Le 4 janvier, à huit heures du matin, nous arrivions à la ville de Chantaboun proprement dite. Cette dernière est bâtie le long du fleuve, à six ou sept milles des montagnes. Les Annamites chrétiens forment le tiers à peu près de la population de cette localité ; le reste est composé de marchands chinois, de quelques Annamites païens et de Siamois. Les seconds sont tous des pêcheurs, descendant d’Annamites de même profession, qui, venus de Cochinchine pour pêcher au nord du golfe de Siam, s’établirent peu à peu à Chantaboun. Tous les jours, tant que dure la saison froide et que la mer n’est pas trop forte, ils vont tendre leurs filets dans les petites baies du littoral ou dans les bassins que forment les îles entre elles.

Le commerce de cette province n’est pas considérable, comparativement à ce qu’il pourrait être ; mais les nombreuses taxes, les corvées continuelles imposées au peuple par les chefs, puis l’usure et les prévarications des mandarins, ajoutées à l’esclavage, accablent, ruinent les familles et stérilisent le travail. Cependant, quoique la population ne soit pas nombreuse, on exporte à Bangkok une assez grande quantité de poivre que les Chinois principalement cultivent au pied des montagnes, un peu de sucre et de café d’une qualité tout à fait supérieure, et enfin des nattes faites de joncs, très-jolies, et qui se vendent très-avantageusement en Chine ; du tabac, une quantité de poisson sec et salé, ainsi que des bichos-di-mar ou holothuries de mer séchées et de l’écaille de tortue que pêchent les Annamites païens.

[Jeu de données enregistré]
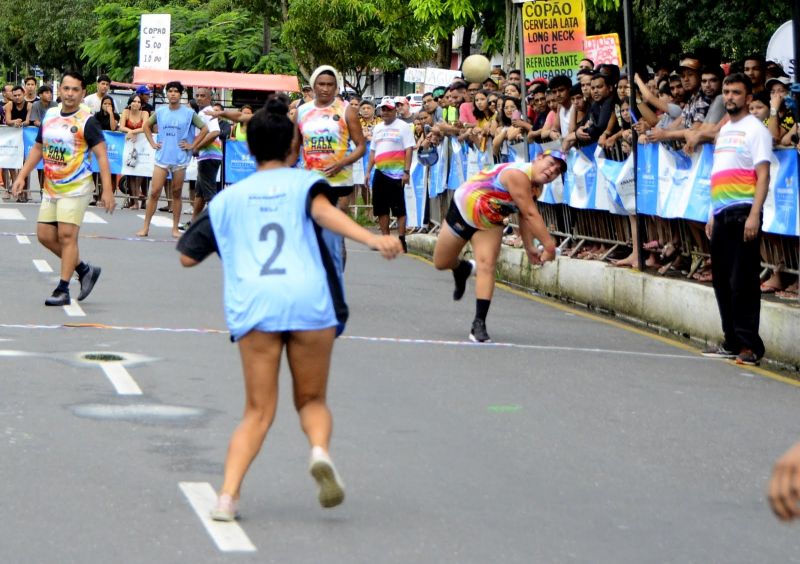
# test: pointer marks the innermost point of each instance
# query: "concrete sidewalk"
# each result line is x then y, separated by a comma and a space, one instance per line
679, 306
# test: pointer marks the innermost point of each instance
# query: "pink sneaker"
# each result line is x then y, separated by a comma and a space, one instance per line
227, 508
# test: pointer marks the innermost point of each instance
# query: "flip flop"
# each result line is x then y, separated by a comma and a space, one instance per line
769, 289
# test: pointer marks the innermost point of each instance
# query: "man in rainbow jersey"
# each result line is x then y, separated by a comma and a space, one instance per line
739, 185
66, 137
390, 153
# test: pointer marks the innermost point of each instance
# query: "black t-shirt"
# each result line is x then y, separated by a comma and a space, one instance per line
92, 131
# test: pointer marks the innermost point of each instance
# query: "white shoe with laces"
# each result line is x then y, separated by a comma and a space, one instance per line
331, 488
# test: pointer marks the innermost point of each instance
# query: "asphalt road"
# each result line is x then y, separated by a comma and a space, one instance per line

** Liste des tâches **
1. Les affirmations suivantes s'accordent-elles avec le texte sur Chantaboun ? Pour chacune, répondez par oui ou par non et citez les mots décisifs du texte.
(a) La ville est bâtie le long du fleuve, à six ou sept milles des montagnes.
(b) Les Annamites chrétiens forment environ la moitié de la population de la ville.
(c) Le poivre exporté à Bangkok est cultivé principalement par les Siamois.
2. Extrayez du texte sur Chantaboun tout ce qui va de « Le commerce de » jusqu'à « les Annamites païens. ».
On peut se passer des données.

** Solutions des exercices **
1.
(a) Oui : « Cette dernière est bâtie le long du fleuve, à six ou sept milles des montagnes. »
(b) Non : « Les Annamites chrétiens forment le tiers à peu près de la population de cette localité »
(c) Non : « une assez grande quantité de poivre que les Chinois principalement cultivent au pied des montagnes »

2.
Le commerce de cette province n’est pas considérable, comparativement à ce qu’il pourrait être ; mais les nombreuses taxes, les corvées continuelles imposées au peuple par les chefs, puis l’usure et les prévarications des mandarins, ajoutées à l’esclavage, accablent, ruinent les familles et stérilisent le travail. Cependant, quoique la population ne soit pas nombreuse, on exporte à Bangkok une assez grande quantité de poivre que les Chinois principalement cultivent au pied des montagnes, un peu de sucre et de café d’une qualité tout à fait supérieure, et enfin des nattes faites de joncs, très-jolies, et qui se vendent très-avantageusement en Chine ; du tabac, une quantité de poisson sec et salé, ainsi que des bichos-di-mar ou holothuries de mer séchées et de l’écaille de tortue que pêchent les Annamites païens.